Text excerpt
----
When Mississippi native CP Crawford drew his first breath, it was the late summer of 1907. Henry Ford’s Model T was still a year away, as was the song “Take me Out to the Ballgame.” By the time Crawford moved north to work on the Illinois Central railroad, radio was carrying White Sox games into the Chicago area. Between the radio and newspapers, the White Sox caught CP Crawford for life. He couldn’t get to a game, but with Hal Totten describing the action he could follow his favorite team when they were home. When the Cubs were home, Totten would broadcast them. While he was quoted as saying the Cubs were good, Crawford’s heart belonged on the south side of Chicago at Comiskey Park.
----
Entries drawn from a collection:
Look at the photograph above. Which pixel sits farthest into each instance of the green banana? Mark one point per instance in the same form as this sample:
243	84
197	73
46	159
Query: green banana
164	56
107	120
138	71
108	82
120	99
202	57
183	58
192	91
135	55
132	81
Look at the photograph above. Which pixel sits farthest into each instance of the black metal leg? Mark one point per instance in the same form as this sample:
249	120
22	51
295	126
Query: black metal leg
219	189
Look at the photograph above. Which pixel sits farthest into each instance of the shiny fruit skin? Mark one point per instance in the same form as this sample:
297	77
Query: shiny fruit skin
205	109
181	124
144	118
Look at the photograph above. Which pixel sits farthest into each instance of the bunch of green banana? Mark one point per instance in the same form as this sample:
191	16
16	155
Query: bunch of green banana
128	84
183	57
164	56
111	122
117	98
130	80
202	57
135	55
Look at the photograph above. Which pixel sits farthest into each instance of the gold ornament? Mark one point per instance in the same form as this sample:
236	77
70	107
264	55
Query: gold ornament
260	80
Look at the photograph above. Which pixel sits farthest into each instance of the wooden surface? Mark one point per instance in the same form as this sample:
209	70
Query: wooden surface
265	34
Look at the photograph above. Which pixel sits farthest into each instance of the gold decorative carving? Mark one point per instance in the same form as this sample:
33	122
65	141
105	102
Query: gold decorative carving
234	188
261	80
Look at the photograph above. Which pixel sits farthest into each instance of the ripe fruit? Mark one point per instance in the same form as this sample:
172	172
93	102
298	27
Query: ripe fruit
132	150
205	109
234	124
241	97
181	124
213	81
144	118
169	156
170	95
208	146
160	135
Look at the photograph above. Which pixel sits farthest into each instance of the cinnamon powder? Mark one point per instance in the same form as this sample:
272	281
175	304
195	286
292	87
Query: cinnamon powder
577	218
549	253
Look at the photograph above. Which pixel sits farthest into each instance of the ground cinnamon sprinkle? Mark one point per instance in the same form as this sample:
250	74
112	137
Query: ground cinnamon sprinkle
----
Written instruction
Transcribe the passage about CP Crawford and the White Sox word for word, from "When Mississippi native" to "at Comiskey Park.".

Result of this exercise
When Mississippi native CP Crawford drew his first breath, it was the late summer of 1907. Henry Ford’s Model T was still a year away, as was the song “Take me Out to the Ballgame.” By the time Crawford moved north to work on the Illinois Central railroad, radio was carrying White Sox games into the Chicago area. Between the radio and newspapers, the White Sox caught CP Crawford for life. He couldn’t get to a game, but with Hal Totten describing the action he could follow his favorite team when they were home. When the Cubs were home, Totten would broadcast them. While he was quoted as saying the Cubs were good, Crawford’s heart belonged on the south side of Chicago at Comiskey Park.